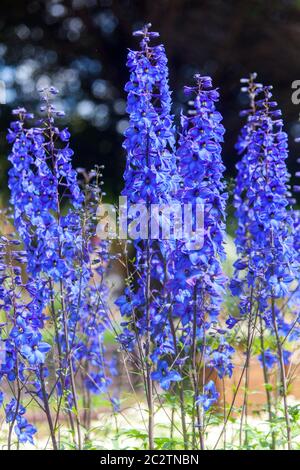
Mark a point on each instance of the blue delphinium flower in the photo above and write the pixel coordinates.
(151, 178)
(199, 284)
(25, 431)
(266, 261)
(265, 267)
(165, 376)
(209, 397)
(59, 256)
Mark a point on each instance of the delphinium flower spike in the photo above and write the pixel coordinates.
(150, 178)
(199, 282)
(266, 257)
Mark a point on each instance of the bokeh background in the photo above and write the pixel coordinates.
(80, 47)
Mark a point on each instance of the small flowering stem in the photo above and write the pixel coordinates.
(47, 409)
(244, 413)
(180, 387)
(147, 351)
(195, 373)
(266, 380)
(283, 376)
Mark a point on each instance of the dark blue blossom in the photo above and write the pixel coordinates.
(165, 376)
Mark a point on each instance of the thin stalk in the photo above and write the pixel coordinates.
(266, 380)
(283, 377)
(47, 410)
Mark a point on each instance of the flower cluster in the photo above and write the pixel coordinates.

..........

*Exercise*. All of the material above needs to be restated exactly, with no pictures.

*Expected answer*.
Mark a point on each instance of the blue delphinium flower in the photo above and write the pixel coordinates.
(151, 178)
(199, 284)
(25, 431)
(266, 261)
(265, 267)
(165, 376)
(209, 397)
(59, 256)
Mark a point on each instance of the delphinium flower spike in the photo above and write the pixel coordinates.
(150, 178)
(199, 282)
(266, 257)
Mark a point on each instance of the bokeh background in the photo above and write the pixel coordinates.
(80, 47)
Mark a point on each instance of the small flowering stem in the photo above and write the pixel coordinates.
(47, 409)
(244, 413)
(180, 387)
(147, 351)
(195, 373)
(266, 380)
(283, 376)
Mark a point on each instance of the dark blue blossom in the photo above and write the pixel coordinates.
(165, 376)
Mark a point on each instance of the thin stalk in the photo above and write the pixel coordinates.
(266, 380)
(283, 377)
(47, 410)
Mark a point on each instance of the flower cluster in the photo above and write the pixel coordinates.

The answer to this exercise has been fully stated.